### Problem:
Rewrite all of the rows below with every "instance" changed to "occurrence", leaving everything else as it is.

######

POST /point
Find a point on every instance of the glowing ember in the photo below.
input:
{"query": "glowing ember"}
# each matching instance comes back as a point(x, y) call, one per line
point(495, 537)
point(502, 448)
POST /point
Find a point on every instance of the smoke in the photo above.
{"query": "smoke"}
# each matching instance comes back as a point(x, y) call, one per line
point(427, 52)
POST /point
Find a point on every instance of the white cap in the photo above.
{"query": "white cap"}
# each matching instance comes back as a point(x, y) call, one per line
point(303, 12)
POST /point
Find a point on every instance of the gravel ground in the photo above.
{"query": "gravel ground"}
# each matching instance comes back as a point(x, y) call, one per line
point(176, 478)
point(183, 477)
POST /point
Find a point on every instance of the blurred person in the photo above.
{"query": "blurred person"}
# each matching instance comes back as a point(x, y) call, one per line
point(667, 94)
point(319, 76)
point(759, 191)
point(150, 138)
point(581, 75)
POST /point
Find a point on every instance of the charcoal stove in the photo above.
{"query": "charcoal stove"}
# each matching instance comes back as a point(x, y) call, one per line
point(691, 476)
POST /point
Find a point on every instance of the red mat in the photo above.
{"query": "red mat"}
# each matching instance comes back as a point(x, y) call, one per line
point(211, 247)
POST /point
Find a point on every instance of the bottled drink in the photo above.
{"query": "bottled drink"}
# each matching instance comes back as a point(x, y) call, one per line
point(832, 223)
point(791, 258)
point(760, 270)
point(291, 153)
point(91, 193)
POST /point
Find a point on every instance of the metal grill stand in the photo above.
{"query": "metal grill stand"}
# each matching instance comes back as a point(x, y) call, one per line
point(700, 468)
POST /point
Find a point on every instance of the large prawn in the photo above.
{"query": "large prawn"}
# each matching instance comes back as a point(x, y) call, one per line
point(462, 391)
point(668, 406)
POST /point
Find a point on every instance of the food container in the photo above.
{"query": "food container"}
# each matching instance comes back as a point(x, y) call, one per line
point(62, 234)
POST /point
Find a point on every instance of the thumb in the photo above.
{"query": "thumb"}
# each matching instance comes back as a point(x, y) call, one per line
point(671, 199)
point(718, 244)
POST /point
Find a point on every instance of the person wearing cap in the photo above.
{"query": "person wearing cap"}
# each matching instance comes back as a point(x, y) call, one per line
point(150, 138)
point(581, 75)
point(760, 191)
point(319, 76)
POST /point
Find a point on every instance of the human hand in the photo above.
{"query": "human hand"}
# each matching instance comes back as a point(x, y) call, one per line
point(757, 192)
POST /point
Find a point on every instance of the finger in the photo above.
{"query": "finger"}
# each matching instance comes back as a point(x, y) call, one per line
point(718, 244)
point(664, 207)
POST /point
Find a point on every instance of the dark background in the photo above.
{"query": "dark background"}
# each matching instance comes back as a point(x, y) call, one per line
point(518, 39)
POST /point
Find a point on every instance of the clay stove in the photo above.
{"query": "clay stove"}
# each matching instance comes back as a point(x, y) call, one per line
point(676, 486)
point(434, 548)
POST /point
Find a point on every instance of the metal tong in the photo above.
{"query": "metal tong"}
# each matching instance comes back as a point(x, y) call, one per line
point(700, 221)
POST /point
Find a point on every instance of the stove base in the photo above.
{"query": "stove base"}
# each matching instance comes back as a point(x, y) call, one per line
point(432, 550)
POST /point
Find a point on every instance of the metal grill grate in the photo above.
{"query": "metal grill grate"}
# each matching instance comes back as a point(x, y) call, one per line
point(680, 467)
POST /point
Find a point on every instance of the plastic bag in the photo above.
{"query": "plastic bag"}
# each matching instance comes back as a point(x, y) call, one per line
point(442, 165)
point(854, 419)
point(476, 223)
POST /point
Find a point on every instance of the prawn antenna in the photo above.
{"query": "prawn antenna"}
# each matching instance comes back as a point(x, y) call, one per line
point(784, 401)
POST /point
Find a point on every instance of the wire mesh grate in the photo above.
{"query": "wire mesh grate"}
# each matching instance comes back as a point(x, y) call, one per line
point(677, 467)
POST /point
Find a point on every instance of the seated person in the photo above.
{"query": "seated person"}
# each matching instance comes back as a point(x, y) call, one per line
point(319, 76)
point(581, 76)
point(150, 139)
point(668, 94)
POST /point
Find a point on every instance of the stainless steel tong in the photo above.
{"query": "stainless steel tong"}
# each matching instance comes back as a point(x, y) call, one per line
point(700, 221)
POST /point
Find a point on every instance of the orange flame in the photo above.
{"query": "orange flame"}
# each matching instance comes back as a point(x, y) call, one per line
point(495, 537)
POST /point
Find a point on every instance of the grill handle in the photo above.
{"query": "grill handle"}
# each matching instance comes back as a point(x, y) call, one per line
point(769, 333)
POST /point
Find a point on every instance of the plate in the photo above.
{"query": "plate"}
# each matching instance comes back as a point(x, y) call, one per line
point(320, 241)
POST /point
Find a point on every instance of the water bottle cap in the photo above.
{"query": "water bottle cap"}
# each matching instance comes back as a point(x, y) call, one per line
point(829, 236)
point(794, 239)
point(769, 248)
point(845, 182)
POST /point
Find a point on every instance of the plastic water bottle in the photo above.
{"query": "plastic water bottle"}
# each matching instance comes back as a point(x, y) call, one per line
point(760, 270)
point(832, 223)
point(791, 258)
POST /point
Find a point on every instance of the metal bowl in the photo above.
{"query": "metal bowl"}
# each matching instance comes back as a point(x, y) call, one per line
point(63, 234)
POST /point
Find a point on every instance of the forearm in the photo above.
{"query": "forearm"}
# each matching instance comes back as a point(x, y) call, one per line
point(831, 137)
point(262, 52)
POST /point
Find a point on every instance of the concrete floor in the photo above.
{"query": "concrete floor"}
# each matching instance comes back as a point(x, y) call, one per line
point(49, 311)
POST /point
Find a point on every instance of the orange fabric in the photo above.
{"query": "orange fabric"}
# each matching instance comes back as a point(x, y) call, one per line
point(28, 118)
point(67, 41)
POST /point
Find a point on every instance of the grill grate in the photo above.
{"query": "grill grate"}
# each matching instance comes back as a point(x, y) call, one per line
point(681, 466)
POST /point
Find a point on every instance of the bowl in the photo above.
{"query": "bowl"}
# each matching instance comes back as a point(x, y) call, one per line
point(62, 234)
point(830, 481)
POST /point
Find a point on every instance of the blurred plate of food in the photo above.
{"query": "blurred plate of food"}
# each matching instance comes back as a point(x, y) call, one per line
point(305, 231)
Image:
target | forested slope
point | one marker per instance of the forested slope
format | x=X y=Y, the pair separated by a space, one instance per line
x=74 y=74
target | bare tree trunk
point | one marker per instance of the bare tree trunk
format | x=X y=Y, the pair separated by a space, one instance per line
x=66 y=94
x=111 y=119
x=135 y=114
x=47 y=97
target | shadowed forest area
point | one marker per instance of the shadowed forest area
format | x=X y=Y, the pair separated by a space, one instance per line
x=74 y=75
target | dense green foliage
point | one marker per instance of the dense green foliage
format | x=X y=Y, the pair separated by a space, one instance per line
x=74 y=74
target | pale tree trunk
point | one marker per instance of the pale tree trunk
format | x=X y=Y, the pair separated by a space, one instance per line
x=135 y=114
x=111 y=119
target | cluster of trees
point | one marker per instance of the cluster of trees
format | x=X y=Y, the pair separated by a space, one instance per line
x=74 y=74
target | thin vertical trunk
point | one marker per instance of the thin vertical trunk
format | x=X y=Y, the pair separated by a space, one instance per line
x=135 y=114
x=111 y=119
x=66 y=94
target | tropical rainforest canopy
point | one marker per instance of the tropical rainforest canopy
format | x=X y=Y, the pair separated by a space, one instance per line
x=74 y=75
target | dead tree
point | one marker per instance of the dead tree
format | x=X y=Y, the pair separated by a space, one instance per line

######

### Result:
POST /point
Find a point on every occurrence of the glowing ember in the photo below.
input:
{"query": "glowing ember"}
# each matching occurrence comes back as a point(x, y) call, one per line
point(495, 537)
point(502, 448)
POST /point
Find a point on every occurrence of the smoke in the photo above.
{"query": "smoke"}
# each matching occurrence comes back as a point(x, y) call, one per line
point(427, 52)
POST /point
Find a point on every occurrence of the white cap in the photo above.
{"query": "white cap"}
# each matching occurrence comes back as a point(x, y) call, one per line
point(303, 12)
POST /point
Find a point on every occurrence of the gravel ground in the photo above.
{"query": "gravel ground"}
# each matching occurrence comes back as a point(x, y) call, one per line
point(176, 478)
point(183, 477)
POST /point
Find a point on every occurrence of the blurred person in the photo above.
{"query": "blurred person"}
# each matching occurrence comes back as a point(x, y) call, one per line
point(667, 94)
point(319, 76)
point(759, 191)
point(150, 138)
point(581, 75)
POST /point
Find a point on every occurrence of the charcoal stove in the photo above.
{"query": "charcoal stove"}
# each matching occurrence comes back as a point(x, y) call, one per line
point(691, 476)
POST /point
Find a point on every occurrence of the red mat in the photo above.
{"query": "red mat"}
# each matching occurrence comes back as a point(x, y) call, one per line
point(211, 247)
POST /point
Find a point on every occurrence of the bottled drink in the photo above.
{"query": "bottled drink"}
# each matching occurrence comes back as a point(x, y) call, one per line
point(832, 223)
point(791, 258)
point(760, 270)
point(291, 153)
point(91, 193)
POST /point
Find a point on every occurrence of the metal grill stand in the photo above.
{"query": "metal grill stand"}
# each matching occurrence comes back as a point(x, y) call, one per line
point(700, 468)
POST /point
Find a point on every occurrence of the large prawn in the photo above.
{"query": "large prawn"}
# each matching occurrence comes back as a point(x, y) call, one per line
point(462, 391)
point(668, 406)
POST /point
Find a point on every occurrence of the food container in the photo above.
{"query": "food container"}
# each matching occurrence comes back as a point(x, y) call, one per line
point(62, 234)
POST /point
Find a point on every occurrence of the thumb in the photo above.
{"query": "thumb"}
# each matching occurrence comes back as a point(x, y) call, one per line
point(671, 199)
point(718, 244)
POST /point
Find a point on every occurrence of the person wearing cap in the photo above.
{"query": "person wearing cap"}
# each matching occurrence comes back as a point(x, y) call, one per line
point(150, 138)
point(581, 75)
point(760, 191)
point(319, 76)
POST /point
Find a point on every occurrence of the human hand in the photo above.
{"query": "human hand"}
# each matching occurrence comes back as a point(x, y) call, one per line
point(757, 192)
POST /point
Find a point on every occurrence of the finger in the photo above.
{"query": "finger"}
# each matching occurrence comes back as a point(x, y) call, one per line
point(718, 244)
point(664, 207)
POST /point
Find a point on every occurrence of the dark background in the photo above.
{"query": "dark background"}
# each matching occurrence comes back as a point(x, y) call, one per line
point(518, 39)
POST /point
Find a point on every occurrence of the clay stove in the photo above.
{"query": "clay stove"}
# each matching occurrence comes back as a point(x, y) call, one per line
point(676, 486)
point(434, 548)
POST /point
Find a point on every occurrence of the metal tong in the photo above.
{"query": "metal tong"}
# each matching occurrence comes back as a point(x, y) call, one per line
point(700, 221)
POST /point
Find a point on every occurrence of the stove base in the photo above.
{"query": "stove base"}
# each matching occurrence comes back as a point(x, y) call, one per line
point(432, 550)
POST /point
Find a point on every occurrence of the metal grill grate in the photo above.
{"query": "metal grill grate"}
# each matching occurrence comes back as a point(x, y) call, one per line
point(680, 467)
POST /point
Find a point on every occurrence of the plastic bag in the photo above.
{"query": "plastic bag"}
# each matching occurrence comes back as a point(x, y) call, one per line
point(442, 165)
point(854, 419)
point(476, 223)
POST /point
Find a point on every occurrence of the prawn antenna in the photo above.
{"query": "prawn antenna"}
# each matching occurrence comes back as a point(x, y) call, one per line
point(784, 401)
POST /point
Find a point on every occurrence of the wire mesh grate in the photo above.
{"query": "wire mesh grate"}
# each matching occurrence comes back as a point(x, y) call, one per line
point(677, 467)
POST /point
Find a point on every occurrence of the seated person in the photo above.
{"query": "seated person"}
# each matching occurrence comes back as a point(x, y) call, one per line
point(319, 76)
point(581, 76)
point(150, 139)
point(668, 94)
POST /point
Find a point on every occurrence of the stainless steel tong in the photo above.
{"query": "stainless steel tong"}
# each matching occurrence comes back as a point(x, y) call, one per line
point(700, 221)
POST /point
Find a point on every occurrence of the orange flame in the photo above.
{"query": "orange flame"}
# each matching occurrence comes back as a point(x, y) call, one per line
point(495, 537)
POST /point
Find a point on every occurrence of the grill handle in the photo above.
{"query": "grill handle"}
# each matching occurrence comes back as a point(x, y) call, one per line
point(769, 333)
POST /point
Find a point on every occurrence of the plate in the photo above.
{"query": "plate"}
# each matching occurrence comes back as a point(x, y) call, one per line
point(320, 241)
POST /point
Find a point on every occurrence of the water bottle cap in the photo above.
{"query": "water bottle cap"}
# each matching occurrence comes back as a point(x, y) call, one per line
point(829, 236)
point(794, 239)
point(769, 248)
point(845, 182)
POST /point
Find a point on every occurrence of the plastic water bottle in the photo above.
{"query": "plastic water bottle"}
# each matching occurrence comes back as a point(x, y) call, one per line
point(760, 270)
point(832, 223)
point(791, 258)
POST /point
Find a point on every occurrence of the metal bowl in the photo above.
{"query": "metal bowl"}
# each matching occurrence comes back as a point(x, y) call, one per line
point(63, 234)
POST /point
Find a point on every occurrence of the forearm in the photo above.
{"query": "forearm"}
# each matching occurrence comes back as a point(x, y) call, one per line
point(831, 137)
point(262, 52)
POST /point
Find a point on every occurrence of the concrete floor in the photo above.
{"query": "concrete floor"}
# each matching occurrence comes back as a point(x, y) call, one per line
point(49, 311)
POST /point
Find a point on every occurrence of the orange fabric in the photo above.
{"query": "orange fabric"}
# each matching occurrence comes back as a point(x, y) call, one per line
point(28, 118)
point(67, 41)
POST /point
Find a point on every occurrence of the grill grate in the photo above.
{"query": "grill grate"}
# each matching occurrence comes back as a point(x, y) call, one per line
point(681, 466)
POST /point
Find a point on every occurrence of the bowl in the photo above.
{"query": "bowl"}
# each matching occurrence comes back as a point(x, y) call, one per line
point(62, 234)
point(830, 481)
POST /point
Find a point on every occurrence of the blurred plate of food in the photo above.
{"query": "blurred plate of food"}
# each matching occurrence comes back as a point(x, y) call, one per line
point(305, 231)
Image:
target | forested slope
point | one marker per occurrence of the forested slope
format | x=X y=Y, the pair separated by a space, one occurrence per line
x=74 y=74
target | bare tree trunk
point | one marker per occurrence of the bare tree trunk
format | x=X y=Y, the pair separated by a space, one occurrence per line
x=66 y=94
x=111 y=119
x=135 y=114
x=47 y=97
target | shadowed forest area
point | one marker per occurrence of the shadowed forest area
format | x=X y=Y, the pair separated by a space, one occurrence per line
x=74 y=75
target | dense green foliage
point | one marker per occurrence of the dense green foliage
format | x=X y=Y, the pair separated by a space, one occurrence per line
x=74 y=74
target | pale tree trunk
point | one marker per occurrence of the pale tree trunk
format | x=X y=Y, the pair separated by a space, one occurrence per line
x=135 y=114
x=111 y=119
target | cluster of trees
point | one marker per occurrence of the cluster of trees
format | x=X y=Y, the pair separated by a space, one occurrence per line
x=74 y=74
target | thin vertical trunk
point | one marker per occurrence of the thin vertical trunk
format | x=X y=Y, the pair separated by a space, one occurrence per line
x=135 y=114
x=111 y=119
x=66 y=94
target | tropical rainforest canopy
point | one marker per occurrence of the tropical rainforest canopy
format | x=X y=Y, the pair separated by a space, one occurrence per line
x=74 y=75
target | dead tree
point | one marker per occurrence of the dead tree
format | x=X y=Y, the pair separated by a space, one occurrence per line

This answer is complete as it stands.